What is needed |
Copy each entry below without any change.

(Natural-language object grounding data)

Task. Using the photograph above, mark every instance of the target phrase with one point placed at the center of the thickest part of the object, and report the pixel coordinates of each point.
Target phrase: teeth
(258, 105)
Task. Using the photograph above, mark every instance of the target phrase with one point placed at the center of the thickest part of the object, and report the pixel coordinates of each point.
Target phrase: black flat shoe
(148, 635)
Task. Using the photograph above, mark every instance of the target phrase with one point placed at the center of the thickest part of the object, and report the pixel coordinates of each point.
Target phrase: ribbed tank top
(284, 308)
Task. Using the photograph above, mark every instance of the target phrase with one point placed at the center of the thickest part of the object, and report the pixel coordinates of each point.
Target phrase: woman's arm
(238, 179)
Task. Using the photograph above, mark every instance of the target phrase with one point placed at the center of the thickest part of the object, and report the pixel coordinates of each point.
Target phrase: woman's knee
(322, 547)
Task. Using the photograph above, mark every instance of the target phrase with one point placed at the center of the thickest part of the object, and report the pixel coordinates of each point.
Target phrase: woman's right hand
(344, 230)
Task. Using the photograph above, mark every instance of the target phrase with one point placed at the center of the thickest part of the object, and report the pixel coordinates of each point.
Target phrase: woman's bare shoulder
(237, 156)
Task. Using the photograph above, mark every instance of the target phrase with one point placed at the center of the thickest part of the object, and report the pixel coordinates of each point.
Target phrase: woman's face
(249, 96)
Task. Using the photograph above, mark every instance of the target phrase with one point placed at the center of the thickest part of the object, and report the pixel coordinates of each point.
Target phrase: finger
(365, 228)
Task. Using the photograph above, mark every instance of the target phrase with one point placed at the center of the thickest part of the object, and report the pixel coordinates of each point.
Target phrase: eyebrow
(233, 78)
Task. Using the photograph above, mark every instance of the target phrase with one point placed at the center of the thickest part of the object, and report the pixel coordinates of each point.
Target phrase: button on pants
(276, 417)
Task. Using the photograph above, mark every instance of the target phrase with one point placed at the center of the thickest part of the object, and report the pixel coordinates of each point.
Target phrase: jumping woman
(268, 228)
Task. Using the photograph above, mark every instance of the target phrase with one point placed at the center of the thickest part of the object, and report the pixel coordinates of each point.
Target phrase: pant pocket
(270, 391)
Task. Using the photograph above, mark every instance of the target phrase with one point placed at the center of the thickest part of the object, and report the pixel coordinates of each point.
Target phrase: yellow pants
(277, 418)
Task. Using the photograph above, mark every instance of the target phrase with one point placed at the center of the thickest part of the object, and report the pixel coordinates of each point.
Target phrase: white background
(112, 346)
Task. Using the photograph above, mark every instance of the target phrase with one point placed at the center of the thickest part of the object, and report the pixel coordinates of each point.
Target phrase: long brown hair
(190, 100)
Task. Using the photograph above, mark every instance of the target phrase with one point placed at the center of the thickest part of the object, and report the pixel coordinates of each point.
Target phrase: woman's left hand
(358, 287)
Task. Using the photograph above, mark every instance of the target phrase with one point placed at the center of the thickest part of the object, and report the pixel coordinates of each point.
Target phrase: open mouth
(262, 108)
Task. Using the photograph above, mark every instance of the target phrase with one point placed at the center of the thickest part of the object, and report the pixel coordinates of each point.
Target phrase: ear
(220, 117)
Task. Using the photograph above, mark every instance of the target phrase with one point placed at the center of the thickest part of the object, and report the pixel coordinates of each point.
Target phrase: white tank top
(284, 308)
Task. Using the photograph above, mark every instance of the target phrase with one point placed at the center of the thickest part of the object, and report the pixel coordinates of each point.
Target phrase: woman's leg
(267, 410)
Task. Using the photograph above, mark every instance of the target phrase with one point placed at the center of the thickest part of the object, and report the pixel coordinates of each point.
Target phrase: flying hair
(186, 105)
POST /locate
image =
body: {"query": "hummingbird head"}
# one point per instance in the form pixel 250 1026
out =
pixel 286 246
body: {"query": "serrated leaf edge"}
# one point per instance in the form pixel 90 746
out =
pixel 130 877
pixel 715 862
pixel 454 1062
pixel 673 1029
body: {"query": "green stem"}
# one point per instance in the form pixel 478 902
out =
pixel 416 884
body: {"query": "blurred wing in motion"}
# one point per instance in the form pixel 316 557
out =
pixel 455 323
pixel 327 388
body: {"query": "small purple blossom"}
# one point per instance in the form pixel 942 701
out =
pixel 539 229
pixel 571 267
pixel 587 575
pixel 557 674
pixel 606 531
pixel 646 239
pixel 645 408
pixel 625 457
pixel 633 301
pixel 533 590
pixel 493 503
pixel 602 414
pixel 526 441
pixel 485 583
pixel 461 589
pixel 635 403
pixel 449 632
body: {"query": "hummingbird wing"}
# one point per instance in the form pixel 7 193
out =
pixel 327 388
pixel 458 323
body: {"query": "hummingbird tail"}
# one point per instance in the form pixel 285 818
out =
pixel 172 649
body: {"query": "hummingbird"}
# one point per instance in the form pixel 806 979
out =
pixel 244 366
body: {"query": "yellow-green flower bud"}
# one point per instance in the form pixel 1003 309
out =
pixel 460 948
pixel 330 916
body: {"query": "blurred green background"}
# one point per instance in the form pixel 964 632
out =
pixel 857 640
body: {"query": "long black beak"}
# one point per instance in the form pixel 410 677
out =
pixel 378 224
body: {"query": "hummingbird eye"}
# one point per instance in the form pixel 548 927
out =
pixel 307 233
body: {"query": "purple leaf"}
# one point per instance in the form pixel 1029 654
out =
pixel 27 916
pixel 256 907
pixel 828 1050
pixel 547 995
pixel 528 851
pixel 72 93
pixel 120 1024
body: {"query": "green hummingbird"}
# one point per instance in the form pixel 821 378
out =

Response area |
Task. Using the photograph above, mark every instance of the target phrase with one point placed at the center of the thickest part of the object, and report the pixel coordinates of each point.
Target phrase: teeth
(258, 105)
Task. Using the photograph above, mark every instance of the target phrase with one point placed at the center of the thickest part of the object, and report the pixel coordinates of each point.
Target phrase: black flat shoe
(148, 635)
Task. Using the photograph above, mark every instance of the target phrase with one point placed at the center of the thickest part of the object, and report the pixel coordinates of each point.
Target phrase: ribbed tank top
(284, 308)
Task. Using the photograph above, mark every instance of the target phrase with one point placed at the center of the thickest part of the object, and report the pixel coordinates of each point.
Target phrase: woman's arm
(238, 179)
Task. Using the photograph above, mark every instance of the target phrase with one point placed at the center of the thickest part of the object, and report the pixel coordinates of each point.
Target phrase: woman's knee
(322, 547)
Task. Using the photograph above, mark every instance of the target phrase with one point placed at the center of the thickest part of the object, and report the pixel coordinates of each point.
Target phrase: woman's right hand
(344, 230)
Task. Using the photograph above, mark every instance of the target phrase with one point placed at the center of the thickest part of the object, and report the pixel coordinates of each point.
Target phrase: woman's bare shoulder
(237, 156)
Task. Using the photograph above, mark every instance of the target phrase with one point placed at the center of the thickest part of the object, and report the pixel coordinates of each point.
Target phrase: woman's face
(249, 96)
Task. Using the photograph above, mark every instance of the target phrase with one point placed at the center of the thickest part of the object, and report the pixel coordinates of each point.
Target phrase: finger
(365, 228)
Task. Using the photograph above, mark every instance of the target phrase with one point placed at the center of the thickest part of the object, and report the pixel coordinates of each point.
Target phrase: eyebrow
(233, 78)
Task. Using the photograph above, mark every instance of the target phrase with one point placed at the center of the thickest part of the object, and report the pixel coordinates of each point.
Target phrase: button on pants
(276, 417)
Task. Using the photograph above, mark every instance of the target phrase with one point placed at the center of the thickest part of the object, and report the pixel coordinates of each point.
Target phrase: jumping woman
(268, 228)
Task. Using the photograph above, mark every instance of the target phrase with one point placed at the center of the thickest part of the object, and report the pixel coordinates of each point.
Target phrase: pant pocket
(270, 391)
Task. Using the photograph above, mark every instance of the target phrase with one point placed at the center of the thickest part of the object, and report the pixel coordinates of each point.
Target phrase: yellow pants
(277, 418)
Task. Using the photograph above, mark every instance of the target phrase with one point placed at the center of the thickest part of the object, and report the pixel coordinates of each point.
Target phrase: white background
(112, 346)
Task. Using the photograph above, mark every instance of the target phrase with one point placed at the center of the thickest part of the object, and report the pixel coordinates of each point.
Target phrase: long brown hair
(190, 100)
Task. Using the photograph above, mark every instance of the target phrase with one point placed at the center of the thickest part of the object, and report the pixel coordinates of each point.
Target phrase: woman's left hand
(358, 287)
Task. Using the photograph above, mark every instance of the target phrase with one point placed at the center of the thickest part of the object, and report the pixel coordinates of each point.
Target phrase: open mouth
(262, 108)
Task. Using the photograph above, mark every instance of the target phrase with one point placed at the center of the thickest part of the object, and report the pixel coordinates of each point.
Target phrase: ear
(220, 117)
Task. Using the photograph above, mark every instance of the target phrase with one point placed at the center of the thickest part of the object, and report the pixel coordinates of each point.
Target phrase: white tank top
(284, 308)
Task. Using the photograph above, mark every instance of the target phrase with one point placed at the center of the thickest part of the object, and report the pixel coordinates of each point.
Target phrase: woman's leg
(267, 410)
Task. Using the photograph above, mark every instance of the target phrase with one point placed at the center of the thickest part of the object, and report the pixel coordinates of each point.
Target phrase: flying hair
(186, 105)
POST /locate
image =
body: {"query": "hummingbird head"}
# one point per instance in the form pixel 250 1026
out =
pixel 286 246
body: {"query": "serrated leaf edge"}
# one point per instance in the form pixel 90 746
out =
pixel 130 877
pixel 715 862
pixel 454 1062
pixel 673 1029
body: {"query": "green stem"}
# one point per instance in the form pixel 478 902
out =
pixel 416 884
body: {"query": "blurred wing in motion"}
# one point per instance in the form pixel 316 557
out =
pixel 455 323
pixel 327 388
body: {"query": "small purple blossom"}
# one point per instance in the form pixel 942 701
out =
pixel 539 229
pixel 571 267
pixel 587 575
pixel 557 674
pixel 606 531
pixel 646 239
pixel 645 408
pixel 625 457
pixel 633 301
pixel 533 590
pixel 493 503
pixel 602 414
pixel 526 441
pixel 485 583
pixel 461 589
pixel 635 403
pixel 449 632
body: {"query": "hummingbird wing"}
# one point per instance in the form pixel 7 193
out =
pixel 327 388
pixel 458 323
body: {"query": "hummingbird tail"}
# one point per instance in the form pixel 285 818
out =
pixel 172 649
body: {"query": "hummingbird"}
# one point per instance in the form pixel 806 979
out =
pixel 244 366
body: {"query": "yellow-green flower bud"}
# one point per instance in the form pixel 1003 309
out =
pixel 460 948
pixel 330 916
body: {"query": "blurred green background"}
# one point per instance in the form pixel 964 632
out =
pixel 857 640
body: {"query": "long black beak"}
# one point per instance in the form pixel 410 677
out =
pixel 378 224
body: {"query": "hummingbird eye"}
# one point per instance in the form pixel 548 927
out =
pixel 307 233
body: {"query": "purple leaf"}
# one point per instance in the form pixel 1029 654
out =
pixel 27 916
pixel 256 907
pixel 828 1050
pixel 547 995
pixel 528 851
pixel 72 93
pixel 120 1024
body: {"query": "green hummingbird"}
# one point per instance in the form pixel 821 378
out =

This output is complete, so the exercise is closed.